> Source extract:
________________

In the case of the American Studies Association, following the annual meeting, its National Council voted unanimously to endorse the Israel boycott. Jonathan Marks (a professor of politics at Ursinus College) notes in the Wall Street Journal that the Council’s executive committee (whence such resolutions spring) has six members, five of them anti-Israel activists who had previously endorsed the U.S. Campaign for the Academic and Cultural Boycott of Israel. Four of them had signed a 2009 letter to Obama describing Israel’s treatment of the Palestinians as “one of the most massive ethnocidal atrocities of modern times” and declared a one-state solution “almost certainly” the only road to peace. In other words the only way Israel could satisfy these human rights mavens would be to abolish itself.
Boasting of its democratic openness, the Council then opened the resolution to a vote of the membership, but just in case, posted a long manifesto in its favor and kept all criticism off the association’s website until the last few days. But the fact that eight past presidents of the Association signed a letter calling the resolution “discrimination pure and simple” had no impact. Two thirds of those who voted backed the resolution. It has been pointed out that only a minority of association members voted, but if the non-voters had been strongly opposed, they could have participated and defeated the resolution.

________________

> Stored data:
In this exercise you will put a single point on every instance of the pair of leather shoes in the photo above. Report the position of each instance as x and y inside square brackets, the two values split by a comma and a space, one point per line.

________________

Reproduce the part of the American Studies Association passage starting with "Boasting of its" and going on through "defeated the resolution.".

> Final result:
Boasting of its democratic openness, the Council then opened the resolution to a vote of the membership, but just in case, posted a long manifesto in its favor and kept all criticism off the association’s website until the last few days. But the fact that eight past presidents of the Association signed a letter calling the resolution “discrimination pure and simple” had no impact. Two thirds of those who voted backed the resolution. It has been pointed out that only a minority of association members voted, but if the non-voters had been strongly opposed, they could have participated and defeated the resolution.